### PROVIDED DATA:

· · · · · · ·

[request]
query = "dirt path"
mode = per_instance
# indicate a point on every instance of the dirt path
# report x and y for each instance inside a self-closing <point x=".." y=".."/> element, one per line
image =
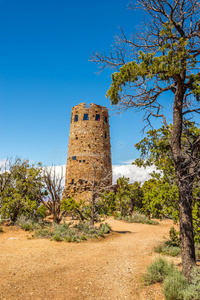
<point x="109" y="268"/>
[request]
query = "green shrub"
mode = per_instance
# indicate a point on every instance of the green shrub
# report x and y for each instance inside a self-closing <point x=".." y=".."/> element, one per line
<point x="193" y="290"/>
<point x="136" y="218"/>
<point x="174" y="237"/>
<point x="174" y="285"/>
<point x="157" y="271"/>
<point x="60" y="229"/>
<point x="41" y="211"/>
<point x="168" y="249"/>
<point x="174" y="251"/>
<point x="68" y="239"/>
<point x="158" y="249"/>
<point x="43" y="233"/>
<point x="197" y="250"/>
<point x="104" y="228"/>
<point x="57" y="238"/>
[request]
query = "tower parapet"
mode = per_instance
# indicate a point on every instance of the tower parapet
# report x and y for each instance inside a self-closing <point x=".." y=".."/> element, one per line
<point x="88" y="150"/>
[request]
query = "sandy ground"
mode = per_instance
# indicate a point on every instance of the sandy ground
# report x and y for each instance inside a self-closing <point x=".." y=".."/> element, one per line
<point x="107" y="268"/>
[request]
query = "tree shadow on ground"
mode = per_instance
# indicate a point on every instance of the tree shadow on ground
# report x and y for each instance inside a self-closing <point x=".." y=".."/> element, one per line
<point x="123" y="232"/>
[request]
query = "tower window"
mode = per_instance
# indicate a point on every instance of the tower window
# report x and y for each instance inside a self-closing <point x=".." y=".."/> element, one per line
<point x="97" y="117"/>
<point x="85" y="117"/>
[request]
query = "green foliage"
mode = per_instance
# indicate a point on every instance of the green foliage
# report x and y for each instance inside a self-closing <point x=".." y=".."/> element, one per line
<point x="168" y="249"/>
<point x="136" y="218"/>
<point x="43" y="233"/>
<point x="197" y="250"/>
<point x="193" y="290"/>
<point x="128" y="197"/>
<point x="174" y="285"/>
<point x="104" y="228"/>
<point x="157" y="271"/>
<point x="163" y="65"/>
<point x="23" y="192"/>
<point x="28" y="223"/>
<point x="68" y="239"/>
<point x="41" y="211"/>
<point x="174" y="236"/>
<point x="107" y="203"/>
<point x="79" y="232"/>
<point x="161" y="192"/>
<point x="69" y="204"/>
<point x="57" y="238"/>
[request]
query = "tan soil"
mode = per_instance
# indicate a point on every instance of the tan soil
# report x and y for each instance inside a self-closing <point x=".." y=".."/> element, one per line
<point x="107" y="268"/>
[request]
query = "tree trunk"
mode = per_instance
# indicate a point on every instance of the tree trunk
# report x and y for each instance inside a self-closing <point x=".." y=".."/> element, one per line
<point x="186" y="229"/>
<point x="185" y="185"/>
<point x="92" y="209"/>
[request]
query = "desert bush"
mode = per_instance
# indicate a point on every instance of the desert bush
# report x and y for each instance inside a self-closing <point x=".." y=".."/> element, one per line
<point x="79" y="232"/>
<point x="193" y="290"/>
<point x="136" y="218"/>
<point x="174" y="285"/>
<point x="197" y="250"/>
<point x="168" y="249"/>
<point x="174" y="237"/>
<point x="43" y="233"/>
<point x="57" y="238"/>
<point x="27" y="223"/>
<point x="104" y="228"/>
<point x="157" y="271"/>
<point x="68" y="239"/>
<point x="41" y="211"/>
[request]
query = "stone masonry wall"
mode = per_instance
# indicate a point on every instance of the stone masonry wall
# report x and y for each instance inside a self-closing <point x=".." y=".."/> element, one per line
<point x="89" y="148"/>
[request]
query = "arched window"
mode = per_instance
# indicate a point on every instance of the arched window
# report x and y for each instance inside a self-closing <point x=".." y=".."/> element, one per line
<point x="97" y="118"/>
<point x="85" y="117"/>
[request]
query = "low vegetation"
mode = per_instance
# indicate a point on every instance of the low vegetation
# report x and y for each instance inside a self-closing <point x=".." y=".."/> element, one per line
<point x="62" y="232"/>
<point x="171" y="247"/>
<point x="175" y="284"/>
<point x="136" y="217"/>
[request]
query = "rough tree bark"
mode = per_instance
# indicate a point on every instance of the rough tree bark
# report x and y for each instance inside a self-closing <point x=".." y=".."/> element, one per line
<point x="164" y="56"/>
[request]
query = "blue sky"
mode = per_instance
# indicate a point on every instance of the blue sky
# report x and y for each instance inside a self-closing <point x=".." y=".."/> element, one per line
<point x="45" y="70"/>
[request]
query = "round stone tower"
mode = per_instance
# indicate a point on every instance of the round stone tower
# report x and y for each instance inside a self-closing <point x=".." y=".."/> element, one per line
<point x="89" y="155"/>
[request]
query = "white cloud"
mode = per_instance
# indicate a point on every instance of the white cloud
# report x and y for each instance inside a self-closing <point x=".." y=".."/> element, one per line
<point x="131" y="171"/>
<point x="126" y="169"/>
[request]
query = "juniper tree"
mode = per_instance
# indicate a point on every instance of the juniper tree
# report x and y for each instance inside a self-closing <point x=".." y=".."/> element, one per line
<point x="163" y="57"/>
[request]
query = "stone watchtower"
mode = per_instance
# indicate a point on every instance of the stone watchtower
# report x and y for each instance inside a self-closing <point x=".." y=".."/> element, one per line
<point x="88" y="150"/>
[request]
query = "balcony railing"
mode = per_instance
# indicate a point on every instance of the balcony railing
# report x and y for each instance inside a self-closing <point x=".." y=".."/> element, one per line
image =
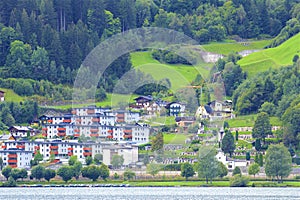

· · · · · · ·

Find every line of the records that contains the string "railing" and copy each one out in full. Case counts, so match only that exact capitalization.

query = "balcony railing"
# indicate a point on every instance of the balcony railing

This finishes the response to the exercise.